Es como si ser rico y poseer mucho capital les lanzase de lleno al reino de la estupidez, pero no están locos. Están aburridos, que es mucho peor, y necesitan chutes cada vez más altos de algo que no sea una vida fácil. Necesitan problemas, volver al fango en el que todos los demás nos arrastramos.

Una dosis de dopamina más, por favor

¿A alguno de los lectores les gusta los deportes de riesgo? Si es así conocerán la sensación de éxtasis que supone el arrojarse desde un acantilado protegido únicamente con una fina tela que frenará nuestra caída, colgados del techo del mundo por hebras milimétricas que sostienen un corazón agitado.

#####

#### [QUÉ SE ESPERA]
Copia, por favor, el pasaje del texto de origen que va de "Es como si ser" a "demás nos arrastramos.", ambos incluidos.

#####

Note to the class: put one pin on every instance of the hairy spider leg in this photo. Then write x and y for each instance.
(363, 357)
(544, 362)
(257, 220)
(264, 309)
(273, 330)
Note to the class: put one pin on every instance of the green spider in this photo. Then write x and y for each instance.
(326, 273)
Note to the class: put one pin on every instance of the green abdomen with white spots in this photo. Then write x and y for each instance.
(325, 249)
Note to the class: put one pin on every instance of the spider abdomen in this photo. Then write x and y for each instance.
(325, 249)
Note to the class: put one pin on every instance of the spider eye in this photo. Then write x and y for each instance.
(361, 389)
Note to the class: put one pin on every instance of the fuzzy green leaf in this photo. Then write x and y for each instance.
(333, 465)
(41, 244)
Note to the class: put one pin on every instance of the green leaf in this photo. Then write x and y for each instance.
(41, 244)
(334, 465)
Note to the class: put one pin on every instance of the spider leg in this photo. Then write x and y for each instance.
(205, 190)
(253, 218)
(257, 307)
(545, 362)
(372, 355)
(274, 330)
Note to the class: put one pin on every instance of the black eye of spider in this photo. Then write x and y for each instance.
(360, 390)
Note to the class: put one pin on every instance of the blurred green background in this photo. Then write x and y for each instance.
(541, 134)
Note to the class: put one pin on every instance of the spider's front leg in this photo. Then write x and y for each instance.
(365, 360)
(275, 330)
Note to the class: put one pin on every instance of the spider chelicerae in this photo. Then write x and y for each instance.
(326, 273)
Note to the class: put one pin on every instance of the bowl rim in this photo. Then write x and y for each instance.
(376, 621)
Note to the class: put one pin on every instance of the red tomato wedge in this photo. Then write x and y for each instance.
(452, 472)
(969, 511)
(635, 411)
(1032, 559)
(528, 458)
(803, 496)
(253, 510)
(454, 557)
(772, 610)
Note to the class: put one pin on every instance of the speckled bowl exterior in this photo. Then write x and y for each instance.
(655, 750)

#####

#### [RESPUESTA ESCRITA]
Es como si ser rico y poseer mucho capital les lanzase de lleno al reino de la estupidez, pero no están locos. Están aburridos, que es mucho peor, y necesitan chutes cada vez más altos de algo que no sea una vida fácil. Necesitan problemas, volver al fango en el que todos los demás nos arrastramos.